Text to read:
=-=-=

GAMES Webinar 2021 – 212期(模拟专题) | Shiying Xiong (Dartmouth College)，Mengdi Wang (Dartmouth College)
【GAMES Webinar 2021-212期】(模拟专题)
报告嘉宾1：Shiying Xiong (Dartmouth College)
报告题目：Incompressible fluid simulation based on vortex surface field
We propose a fluid solver based on vortex surface field (VSF), whose isosurface is a vortex surface consisting of vortex lines, to solve incompressible fluid equations. Our method inherits the expressive power of VSF to characterize multiscale vortex structures and track continuous Lagrangian fluid dynamics. By solving a transformed Clebsch function as the system’s evolving variable, our method can significantly improve the vorticity generation and preservation ability for a broad range of gaseous and liquid phenomena. Our approach can be easily implemented by modifying a standard grid-based fluid simulator. It can be used to solve various fluid dynamics, including complex vortex filament dynamics, fluids with different obstacles, and surface-tension flows.
Shiying Xiong is a Postdoctoral Researcher working with Prof. Bo Zhu in the VCL Lab at Dartmouth College. He received a Ph.D. degree in fluid mechanics at Peking University in 2019, advised by Prof. Yue Yang. Before starting his Ph.D., he obtained a Bachelor’s degree in Physics at Jilin University in 2014. His research interests include Hamiltonian Fluid Mechanics, Vortex Dynamics, Computational Physics, and Scientific Machine Learning.
报告嘉宾2：Mengdi Wang(Dartmouth College)

=-=-=

Stored data:

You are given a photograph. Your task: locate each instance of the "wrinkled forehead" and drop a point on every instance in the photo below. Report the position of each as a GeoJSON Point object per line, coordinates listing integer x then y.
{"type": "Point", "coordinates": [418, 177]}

=-=-=

Objective:
Answer these questions from the webinar page above.
(a) What is the title of Shiying Xiong's talk?
(b) What does the proposed method solve as the system's evolving variable?
(c) At which university, and in what year, did Shiying Xiong receive his Ph.D.?

Solution to this exercise:
(a) Incompressible fluid simulation based on vortex surface field
(b) A transformed Clebsch function
(c) Peking University, in 2019